▶ _DOCUMENT PASSAGE_:
━━━
Java 1.5 pauses my PC for some seconds regularly

[quote]The ONLY thing that can slow the mouse pointer down in NT is contention for either graphics card or interrupt whilst in kernel mode. This means that something in Java is grabbing exclusive access for a lengthy period in kernel mode. Not good.

Cas :slight_smile:
[/quote]
Historically the worst offender for that sort of thing has been graphics drivers. But i didn’t think they were dearly as bad these days. Unless you have a crappy old Matrox card in there (they were quite bad as I recall). :slight_smile:

The mouse pointer is very high priority on NT. And make sure you never choose an animated pointer or you will have even bigger problems - since the pointer animation will run at such a high priority it is impossible for a user process to match it.

That said, I haven’t noticed this pausing problem (yet) on my systems.

I still don’t know what’s going on but finally I can reproduce the effect now:
The Win2000 PC here is a multi-user system which means I login with name and passwort.
I boot the PC and login for the first time: Java 1.5 runs OK - no mouse pausing (but it still takes nearly 100% for some tasks, so multi-tasking isn’t fine).
However, when I log-off and re-login another time, then Java 1.5 regularly pauses the mouse on many occasions.

So… I can use Java 1.5 until I’ve to log-off and re-login: then just a re-boot solves the pausing mouse etc.

(Does Java 1.5 perform some hidden tasks when a user logins?)

I’m not sure if this is related but I’ve reverted to running NetBeans 4.0 (betas or RC) on jdk 1.4.2 because when it was running on 1.5 iTunes would glitch in the background whenever NetBeans was busy. This is on a Win2K box with 640Mb and an Athlon 2500. I’ve tried various gc and mem size options to no avail :frowning:

Soudns lieka serious bug that should be BR’d guys.
Thanks for finding it :slight_smile:

Are one of you gusy gonan do the BR? Would nbe better then me sicne you have direct experience.

Not me, I’m too good at being ignored :slight_smile:

Cas :slight_smile:

Task manager icon? And how looks a task manager graph? Red and green values. Is it purely Java, or system tasks are under load as well.
How do you have setuped processor planning? CPU time for all processes, or for foreground applications.
What graphic drivers, GPU card, and DirectX do you have installed. Size of windoze / linux swap file. And of course, do it happen on Linux as well?
Is there possiblity to test it by some weird program? I used jEdit and only problems I noticed was occasional neccesity to doubleclick on file again, I thought I clicked too fast…
From my graphic attempts, roguelike based 3D engine on modified version of JOGL, I seen 100% CPU load, and 5% CPU load exactly as expected. Ken Paul Dolan program (Traveller) is running well as well.

Try to reproduce this when you’d set java on low priority. (Only possible way how to run KPD Traveller and music on background because he doesn’t do Thread.yield(), or Windoze XP have severally broken Thread sheduling.)

BTW what about antialiasing bug? Has it been corrected?

Just for refference I’m running Windoze XP pro service pack2 on Celeron D 325 underclocked to 1.89 GHz. 512 MB Kingston dual chanel memory. DirectX 9.0b, or 9.0c.
━━━
▶ _DATA SECTION_:

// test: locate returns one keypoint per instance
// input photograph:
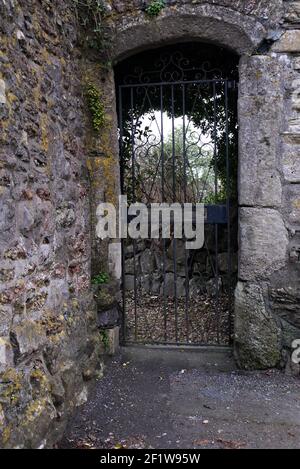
━━━
▶ _SET OF TASKS_:
(a) From the forum thread on Java 1.5 pausing, quote the passage starting with "Java 1.5 pauses" and going on through "to match it.".
(b) Answer these from the forum thread on Java 1.5 pausing:
(i) Which make of graphics card is recalled as having been quite bad?
(ii) What amount of memory does the Win2K box running NetBeans have?
(iii) To what speed is the Celeron D 325 underclocked?
(c) List every operating system mentioned in the forum thread on Java 1.5 pausing.

▶ _SOLUTIONS PER TASK_:
(a)
Java 1.5 pauses my PC for some seconds regularly

[quote]The ONLY thing that can slow the mouse pointer down in NT is contention for either graphics card or interrupt whilst in kernel mode. This means that something in Java is grabbing exclusive access for a lengthy period in kernel mode. Not good.

Cas :slight_smile:
[/quote]
Historically the worst offender for that sort of thing has been graphics drivers. But i didn’t think they were dearly as bad these days. Unless you have a crappy old Matrox card in there (they were quite bad as I recall). :slight_smile:

The mouse pointer is very high priority on NT. And make sure you never choose an animated pointer or you will have even bigger problems - since the pointer animation will run at such a high priority it is impossible for a user process to match it.

(b)
(i) Matrox
(ii) 640Mb
(iii) 1.89 GHz

(c)
NT
Win2000 (also written Win2K)
Linux
Windoze XP (Windows XP pro service pack2)